TASK DATA ▸
============
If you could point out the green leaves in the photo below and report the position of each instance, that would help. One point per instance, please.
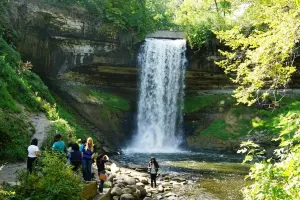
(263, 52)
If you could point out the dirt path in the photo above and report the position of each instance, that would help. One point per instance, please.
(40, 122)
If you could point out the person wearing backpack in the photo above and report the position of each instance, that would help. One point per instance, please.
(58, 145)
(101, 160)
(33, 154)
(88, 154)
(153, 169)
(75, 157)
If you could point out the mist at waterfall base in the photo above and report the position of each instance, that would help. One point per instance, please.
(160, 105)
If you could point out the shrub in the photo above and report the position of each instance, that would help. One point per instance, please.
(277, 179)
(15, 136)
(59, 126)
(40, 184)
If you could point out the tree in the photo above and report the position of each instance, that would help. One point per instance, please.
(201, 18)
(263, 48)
============
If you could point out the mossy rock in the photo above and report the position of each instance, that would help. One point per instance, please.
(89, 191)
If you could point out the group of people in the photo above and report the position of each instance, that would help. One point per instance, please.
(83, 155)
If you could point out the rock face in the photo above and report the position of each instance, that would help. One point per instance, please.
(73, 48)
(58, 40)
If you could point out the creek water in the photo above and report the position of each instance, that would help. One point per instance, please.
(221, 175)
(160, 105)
============
Locate every line above that contains the word "rock" and copy each of those lines in full.

TASK RESULT ▸
If you could point out the mossy rock in the photo above and report the position of each instance, that would help. One point per instance, please.
If you could point out the rock face in the photo above and report the position of each instance, that would help. One point per instance, please.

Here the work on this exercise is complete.